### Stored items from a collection
+---+
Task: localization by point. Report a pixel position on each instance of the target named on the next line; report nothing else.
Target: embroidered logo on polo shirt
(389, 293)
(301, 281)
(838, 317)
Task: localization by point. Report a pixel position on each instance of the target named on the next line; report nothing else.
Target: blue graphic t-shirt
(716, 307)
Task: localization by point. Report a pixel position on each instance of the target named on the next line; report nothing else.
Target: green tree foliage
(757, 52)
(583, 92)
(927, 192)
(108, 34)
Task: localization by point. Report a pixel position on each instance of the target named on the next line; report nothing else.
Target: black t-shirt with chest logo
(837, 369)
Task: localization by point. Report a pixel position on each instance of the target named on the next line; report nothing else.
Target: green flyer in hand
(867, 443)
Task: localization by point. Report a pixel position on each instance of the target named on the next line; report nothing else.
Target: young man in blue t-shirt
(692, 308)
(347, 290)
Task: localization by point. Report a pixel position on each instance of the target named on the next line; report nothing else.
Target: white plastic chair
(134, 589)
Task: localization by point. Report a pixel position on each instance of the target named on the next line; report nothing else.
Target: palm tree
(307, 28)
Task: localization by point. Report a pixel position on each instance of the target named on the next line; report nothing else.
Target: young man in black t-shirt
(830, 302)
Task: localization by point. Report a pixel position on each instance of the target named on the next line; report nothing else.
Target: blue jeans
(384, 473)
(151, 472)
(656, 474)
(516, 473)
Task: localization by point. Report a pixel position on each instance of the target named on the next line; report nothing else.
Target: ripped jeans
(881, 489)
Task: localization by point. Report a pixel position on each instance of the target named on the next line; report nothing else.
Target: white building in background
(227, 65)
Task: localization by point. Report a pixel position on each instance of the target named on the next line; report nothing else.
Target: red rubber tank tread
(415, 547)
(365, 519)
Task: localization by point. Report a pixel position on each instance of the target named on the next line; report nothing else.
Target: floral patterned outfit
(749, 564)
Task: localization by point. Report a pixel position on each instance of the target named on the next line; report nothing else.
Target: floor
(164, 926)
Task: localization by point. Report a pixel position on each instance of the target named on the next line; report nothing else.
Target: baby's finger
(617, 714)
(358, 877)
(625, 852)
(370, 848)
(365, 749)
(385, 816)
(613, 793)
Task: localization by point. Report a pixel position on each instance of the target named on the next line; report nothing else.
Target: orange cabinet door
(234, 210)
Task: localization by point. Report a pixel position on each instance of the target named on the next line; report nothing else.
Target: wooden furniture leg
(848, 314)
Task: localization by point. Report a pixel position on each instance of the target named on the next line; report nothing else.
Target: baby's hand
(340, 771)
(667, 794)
+---+
### Your objective
Extract each entry in full and write it down exactly.

### Result of the exercise
Task: localization by point. Report a pixel position on each instance of the target named on the next line; report nothing else.
Target: embroidered logo on polo shirt
(389, 293)
(301, 281)
(838, 317)
Task: localization by point. Report a pixel position on each instance of the target named on the next line; report nothing else.
Target: blue graphic t-shirt
(716, 307)
Task: localization by point. Report a pixel position on each instance of the target named on the next line; report nothing else.
Target: green tree foliage
(757, 52)
(583, 92)
(927, 192)
(108, 34)
Task: localization by point. Report a pixel position on each instance of the target named on the next line; report nothing else.
Target: black t-shirt with chest logo
(837, 369)
Task: localization by point. Report a pixel position on each instance of the target named on the next line; report nothing else.
Target: green flyer in hand
(867, 443)
Task: localization by point. Report a pixel position on each instance of the target named on the next line; report nothing else.
Target: young man in blue t-shirt
(692, 308)
(347, 290)
Task: localization by point. Report a pixel position on each instance of the target named on the next line; report nothing else.
Target: white plastic chair
(134, 589)
Task: localization by point. Report a pixel position on each instance of the target named on the next line; report nothing else.
Target: palm tree
(307, 28)
Task: localization by point. Report a pixel position on each instance of the target named on the next line; report nothing else.
Target: young man in black t-shirt
(830, 302)
Task: localization by point. Report a pixel position on each instance of the target named on the next line; report nothing else.
Target: blue jeans
(384, 473)
(151, 472)
(656, 474)
(516, 473)
Task: localization by point. Report a pixel position on each instance of the target named on the next line; report nothing else.
Target: ripped jeans
(881, 489)
Task: localization by point. Report a pixel position on each instance of the target named on the next line; report nothing else.
Target: white building in background
(227, 65)
Task: localization by point. Report a pixel position on each instance of the target named on the next line; report nothing else.
Target: red rubber tank tread
(415, 547)
(365, 519)
Task: localization by point. Report a pixel position on each instance of the target named on the next line; report nothing else.
Target: floral patterned outfit
(749, 564)
Task: localization by point. Report a pixel position on each instance of the target named on the next line; report nothing else.
Target: floor
(164, 926)
Task: localization by point. Report a pixel position on each instance of the target named on the next line; report nothing else.
Target: baby's finger
(617, 714)
(358, 877)
(625, 852)
(370, 848)
(365, 749)
(385, 816)
(613, 793)
Task: localization by point. Report a pixel position on each instance of the target named on the next line; report nothing else.
Target: orange cabinet door
(234, 210)
Task: localization by point. Report a pixel position on each instance of the target named on the next line; report nothing else.
Target: wooden furniture leg
(848, 314)
Task: localization by point. Report a pixel position on each instance of the target named on the next line; report nothing else.
Target: baby's hand
(340, 771)
(667, 794)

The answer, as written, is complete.